> [YOUR TASK]:
Leaving the pictures aside, transcribe every line below exactly.

Location identification items
###
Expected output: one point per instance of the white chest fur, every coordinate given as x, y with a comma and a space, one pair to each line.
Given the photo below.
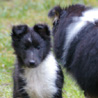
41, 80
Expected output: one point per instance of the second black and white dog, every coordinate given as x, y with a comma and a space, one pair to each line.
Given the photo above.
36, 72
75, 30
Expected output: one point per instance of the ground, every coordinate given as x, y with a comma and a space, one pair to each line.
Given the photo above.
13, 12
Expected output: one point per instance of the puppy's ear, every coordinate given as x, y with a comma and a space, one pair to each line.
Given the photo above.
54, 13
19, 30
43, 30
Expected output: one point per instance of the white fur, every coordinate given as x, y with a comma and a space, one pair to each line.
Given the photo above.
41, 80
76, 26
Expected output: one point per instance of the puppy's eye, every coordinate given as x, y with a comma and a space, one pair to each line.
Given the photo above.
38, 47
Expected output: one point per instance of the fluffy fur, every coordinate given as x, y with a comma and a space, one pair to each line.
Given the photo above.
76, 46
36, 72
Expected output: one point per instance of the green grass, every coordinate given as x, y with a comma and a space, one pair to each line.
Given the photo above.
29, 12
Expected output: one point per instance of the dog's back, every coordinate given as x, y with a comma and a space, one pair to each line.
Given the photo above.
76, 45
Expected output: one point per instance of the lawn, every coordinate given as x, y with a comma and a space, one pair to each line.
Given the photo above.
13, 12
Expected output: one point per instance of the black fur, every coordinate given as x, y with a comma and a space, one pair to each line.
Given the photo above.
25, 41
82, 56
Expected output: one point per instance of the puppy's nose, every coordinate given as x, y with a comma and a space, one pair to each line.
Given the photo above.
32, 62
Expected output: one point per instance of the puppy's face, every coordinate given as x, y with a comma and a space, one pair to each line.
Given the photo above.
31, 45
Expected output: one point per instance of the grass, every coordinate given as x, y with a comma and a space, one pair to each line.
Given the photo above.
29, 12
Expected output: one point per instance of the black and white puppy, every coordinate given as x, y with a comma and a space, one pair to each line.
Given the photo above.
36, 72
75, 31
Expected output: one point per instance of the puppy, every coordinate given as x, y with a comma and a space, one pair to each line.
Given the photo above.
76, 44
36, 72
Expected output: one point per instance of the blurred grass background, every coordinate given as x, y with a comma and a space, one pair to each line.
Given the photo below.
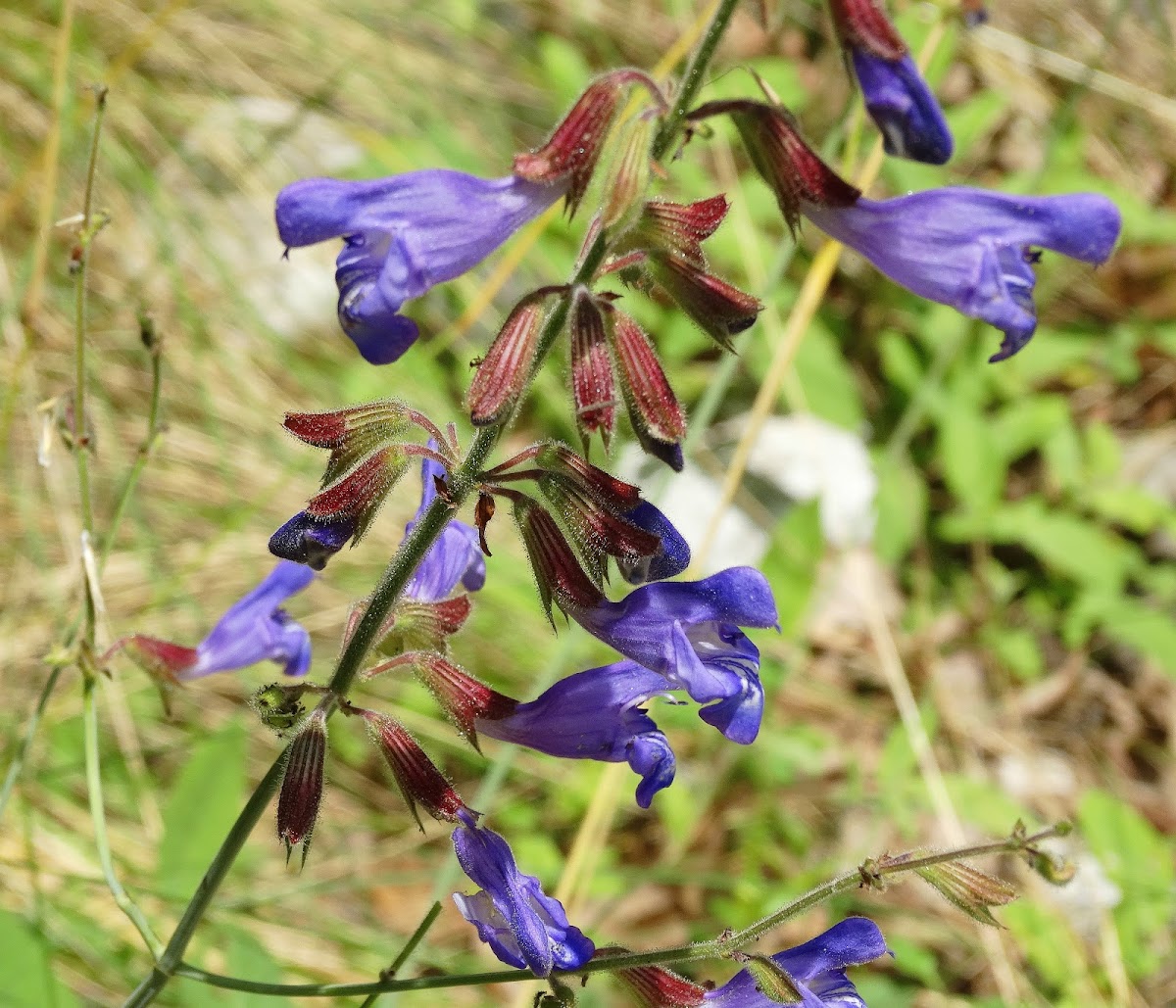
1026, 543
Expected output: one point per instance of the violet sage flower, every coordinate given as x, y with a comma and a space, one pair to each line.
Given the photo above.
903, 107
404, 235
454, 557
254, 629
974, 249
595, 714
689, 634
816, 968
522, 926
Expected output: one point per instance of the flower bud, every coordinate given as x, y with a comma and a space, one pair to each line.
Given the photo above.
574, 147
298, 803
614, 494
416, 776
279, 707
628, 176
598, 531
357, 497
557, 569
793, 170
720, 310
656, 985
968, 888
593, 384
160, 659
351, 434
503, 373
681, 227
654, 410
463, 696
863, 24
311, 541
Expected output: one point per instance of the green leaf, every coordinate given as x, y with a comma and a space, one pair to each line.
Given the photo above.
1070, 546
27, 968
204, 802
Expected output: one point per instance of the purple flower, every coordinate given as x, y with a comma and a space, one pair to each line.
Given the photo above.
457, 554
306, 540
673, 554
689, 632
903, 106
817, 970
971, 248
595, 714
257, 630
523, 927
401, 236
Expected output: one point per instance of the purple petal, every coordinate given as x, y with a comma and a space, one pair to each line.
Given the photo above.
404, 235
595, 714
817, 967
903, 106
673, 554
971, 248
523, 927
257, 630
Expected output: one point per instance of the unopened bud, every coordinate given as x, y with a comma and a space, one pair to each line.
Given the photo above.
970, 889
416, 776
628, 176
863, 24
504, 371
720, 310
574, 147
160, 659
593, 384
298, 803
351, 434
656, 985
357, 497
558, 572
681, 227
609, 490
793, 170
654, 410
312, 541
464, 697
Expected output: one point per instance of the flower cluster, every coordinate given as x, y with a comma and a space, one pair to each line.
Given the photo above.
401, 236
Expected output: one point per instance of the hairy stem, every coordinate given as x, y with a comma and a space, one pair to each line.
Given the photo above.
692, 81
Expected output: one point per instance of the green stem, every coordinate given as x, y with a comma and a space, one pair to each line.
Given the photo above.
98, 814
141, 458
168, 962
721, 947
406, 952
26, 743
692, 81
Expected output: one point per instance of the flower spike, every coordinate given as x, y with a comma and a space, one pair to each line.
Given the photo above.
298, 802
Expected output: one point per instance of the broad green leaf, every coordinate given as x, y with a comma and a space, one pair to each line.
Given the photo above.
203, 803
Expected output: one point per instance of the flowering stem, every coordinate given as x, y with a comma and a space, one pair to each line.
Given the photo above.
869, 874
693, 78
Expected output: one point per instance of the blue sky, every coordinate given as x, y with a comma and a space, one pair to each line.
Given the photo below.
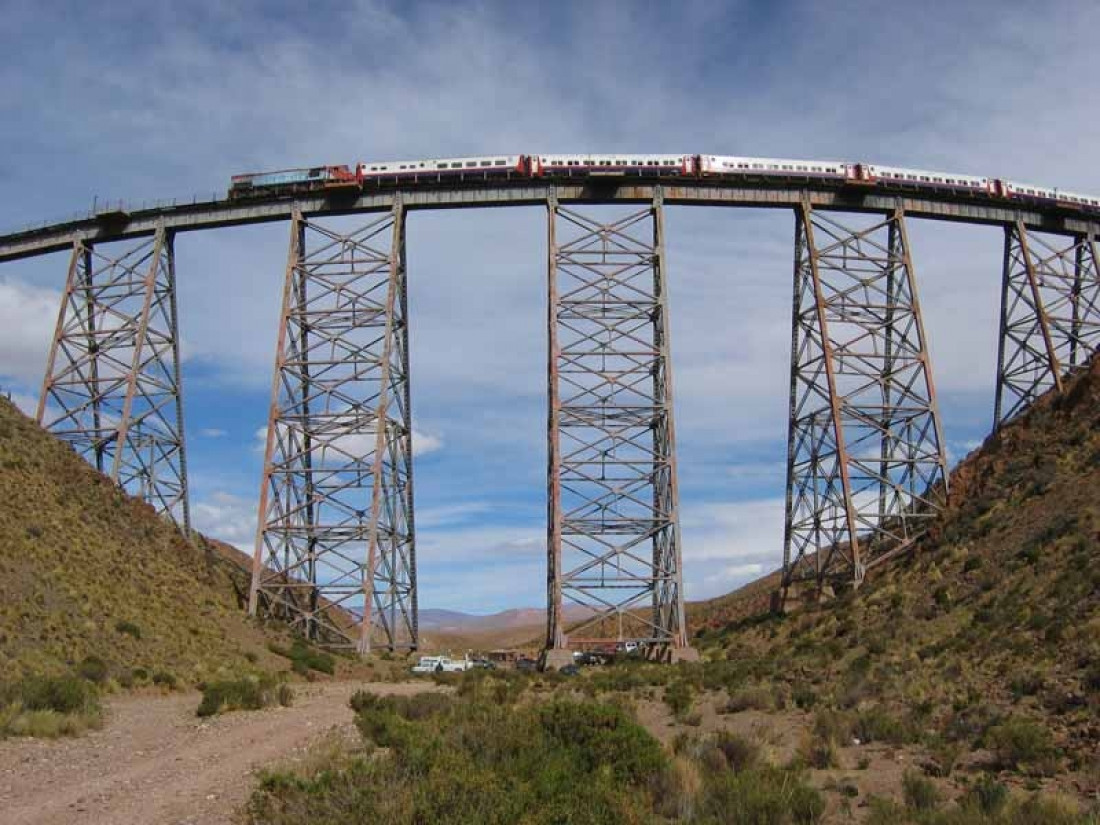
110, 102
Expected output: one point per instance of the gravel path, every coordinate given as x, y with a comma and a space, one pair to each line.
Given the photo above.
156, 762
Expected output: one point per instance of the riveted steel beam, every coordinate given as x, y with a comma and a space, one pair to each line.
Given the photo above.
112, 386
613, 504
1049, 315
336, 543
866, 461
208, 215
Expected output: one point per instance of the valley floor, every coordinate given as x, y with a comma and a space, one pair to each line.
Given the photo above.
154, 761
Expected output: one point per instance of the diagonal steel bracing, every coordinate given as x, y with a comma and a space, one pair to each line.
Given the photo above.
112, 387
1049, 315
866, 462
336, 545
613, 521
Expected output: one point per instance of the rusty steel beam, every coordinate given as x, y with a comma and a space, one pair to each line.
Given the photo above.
###
> [WRITTEN SOLUTION]:
Expected output: one point per instance of the white chest fur, every coordinate given as x, y with a comma and a space, one pair to each line.
Given the photo below.
41, 80
Expected output: one point per instance of the second black and white dog, every coordinate given as x, y with a comma and a space, one pair to each line.
Given the photo above.
36, 72
75, 30
Expected output: one point per instance of the ground, every coordinate given as x, y with a comma and a space, one pair to each line.
Given the photo above.
13, 12
Expected output: one point per instance of the puppy's ear, every coordinate given as x, y with a comma and a space, one pair to each line.
Given the photo above.
54, 13
19, 30
43, 30
Expected output: one point per instance of the white fur, every coordinate given as x, y with a comma and a space, one pair to each line.
Given the photo above.
41, 80
76, 26
Expected output: one point per instance of the puppy's eye, every coordinate given as x, y with a comma and a space, one pair to each line.
Given the photo above.
38, 47
Expected output: one point per instance of the fluffy fur, every coordinate given as x, y with a comma and a space, one pair to each line.
Given the photo above.
76, 46
36, 72
Expected output: one point per instance of the green grass, every coordinate given as x, y with a comma and a space, one pair to each line.
Given the photo above.
29, 12
Expected output: one point per instance of the dog's back, every coordinate given as x, y with a comma and a space, one pair to each line.
Given the photo above.
76, 45
Expected output: one point per instance of the lawn, every coordinate given as x, y with a comma and a space, one pair to each line.
Given the photo above.
13, 12
Expected output: one point per instance of the black fur, every coordinate given as x, y with a comma and a space, one pair to each line.
Given the photo above.
25, 41
82, 56
Expected output: one point per instance of the puppy's nose, every coordinate given as x, y with a comma and a space, one pair to each line.
Given the photo above.
32, 62
Expected output: one point per instance of the puppy's face, every coordinate given as x, y with a comma and a space, one pair to each line.
Given the photo above.
31, 45
Expected output: one point per instance of the grass, every coordinate given as x, y with a comma and a space, one pair to each line.
Given the photo above.
29, 12
Expected output: one point per instance of the black and white puppy, every coordinate given as x, y with a comma and a space, one pair to each line.
Given the photo above.
36, 72
75, 31
Expected output: one point per instance of the puppy, every coordinate given as x, y with a comma and a space, one pair to each line.
Given the photo above.
76, 44
36, 72
Expected output: one point per instance of the blurred grass background, every coordinate given as x, y with a comma and a space, one pair to each line.
Given the photo below.
1026, 543
Expected output: one point per instance of the violet sage flower, every coordinate given as x, y with a comma and a space, one pair to each line.
Given the photo above.
903, 107
404, 235
454, 557
254, 629
974, 249
595, 714
689, 634
816, 968
522, 926
Expected output: one point per instance of the flower bud, every coordinate given as x, y with a comma and a space, one pair to each line.
Given the photo above.
574, 147
298, 803
614, 494
416, 776
279, 707
628, 176
598, 531
357, 497
557, 569
793, 170
720, 310
656, 985
968, 888
593, 384
160, 659
351, 434
503, 373
681, 227
654, 410
463, 696
863, 24
311, 541
Expected output: one point per instance of the green leaf, every coordinate given as x, y with a comma and a space, one pair to each line.
Given the photo above.
1070, 546
27, 968
204, 802
Expected output: one point per instance of the purple flower, every coordinate given as x, y with a comma and a space, one pair to each line.
Given the photo above.
457, 554
306, 540
673, 554
689, 632
903, 106
817, 970
971, 248
595, 714
257, 630
523, 927
401, 236
Expected output: one point per instance of the purple petal, every coordinate given as x, y with a comma and a space, one pair to each line.
Given the photo above.
404, 235
595, 714
817, 967
903, 106
673, 554
971, 248
523, 927
257, 630
Expected output: one point per instance of the unopened bud, every coordinate given as x, y with a comma and a space, one pair to each line.
Given the photo above.
970, 889
416, 776
628, 176
863, 24
504, 371
720, 310
574, 147
160, 659
593, 384
298, 803
351, 434
656, 985
357, 497
558, 572
681, 227
609, 490
793, 170
654, 410
312, 541
464, 697
Expected output: one point per instance of the flower cluster, every coordinate given as x, y with a comma and a space, one pair to each line.
Given the photo above.
401, 236
Expected output: one point per instance of the hairy stem, every coordinate given as x, y with a comma and a space, one pair to each line.
Given the photo above.
692, 81
Expected output: one point per instance of the green stem, every coordinate given as x, y with a comma and a space, one pair to each line.
Given the photo above.
98, 814
141, 458
168, 962
721, 947
406, 952
26, 743
692, 81
Expected output: one point per instance of the flower spike, every coordinate given as x, y with a comma and a space, one pair to each line.
Given the photo above.
298, 802
Expected output: one point per instance of the broad green leaf, every coordinate given as x, y with a comma and a space, one pair to each line.
Given the photo above.
203, 803
Expected output: one point per instance of the flowering stem, every coordinate given as x, y with a comma and a space, one pair to each line.
Given the photo above.
869, 874
693, 78
Expected output: one point per instance of the blue sky, every coordinate given as x, y with a comma and a space, one pair to each line.
Given the photo below.
110, 102
Expected output: one point per instance of the gravel path, every coordinate given as x, y with a comma and a space, one pair to each line.
Given the photo above.
156, 762
Expected output: one point per instance of the riveted steel beam, every coordinate given as x, y with a comma and a space, one pair to each line.
Given the photo above.
112, 386
613, 504
1049, 315
336, 543
866, 461
208, 215
Expected output: one point per instance of the valley floor, every coordinate given as x, y with a comma and a space, one pair to each line.
Given the photo above.
154, 761
Expected output: one point per instance of the diagonal steel bracing, every coordinate given as x, y with a comma and a space, one pair to each line.
Given the photo above.
112, 387
1049, 315
866, 462
336, 545
613, 521
Expected output: one point per instance of the rusty steel beam, every coordinate given as x, y with a comma and a space, one pair to each line.
Given the photo above.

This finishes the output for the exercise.